#### Request:
Rewrite the listing below, changing every "photograph" to "image" and keeping everything else the same. Leave the pictures out of your version.

Dataset records

········

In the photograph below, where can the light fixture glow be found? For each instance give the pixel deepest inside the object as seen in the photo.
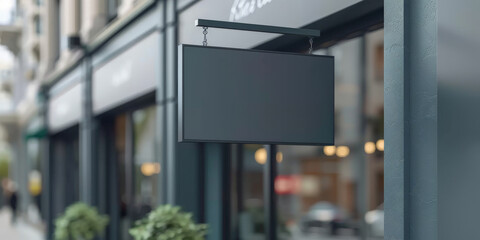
(381, 145)
(369, 147)
(329, 150)
(148, 169)
(261, 156)
(279, 157)
(343, 151)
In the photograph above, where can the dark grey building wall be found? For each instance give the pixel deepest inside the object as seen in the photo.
(459, 115)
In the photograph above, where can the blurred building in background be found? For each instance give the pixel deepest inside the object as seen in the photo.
(88, 113)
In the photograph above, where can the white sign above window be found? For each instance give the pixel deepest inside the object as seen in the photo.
(243, 8)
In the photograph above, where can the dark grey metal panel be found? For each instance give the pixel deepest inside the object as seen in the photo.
(128, 76)
(248, 96)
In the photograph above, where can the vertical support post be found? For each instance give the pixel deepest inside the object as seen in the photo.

········

#### The answer:
In the image below, where can the light fixture glow be found? For each instance give the pixel deepest inside the object as seen in the photo.
(381, 145)
(369, 147)
(329, 150)
(148, 169)
(261, 156)
(279, 157)
(343, 151)
In the image above, where can the dark grey building wall be found? For each instance give the pixel deepest inside the object as seen in the photo.
(459, 115)
In the image above, where can the blurred building in background be found? For each instance give the pixel deepest inside the object as seen in the photo.
(88, 113)
In the image above, where can the white sign above window be found? For each instance give the pixel deepest inside the object as seen in the photo.
(243, 8)
In the image above, where can the dark grey metal panel be found? For each instance give the pixel deepest inside the object as seen in the photo.
(128, 76)
(248, 96)
In the image above, where can the vertical support post be found? For each instance give the pixel deepest inside the object as seen in the photo.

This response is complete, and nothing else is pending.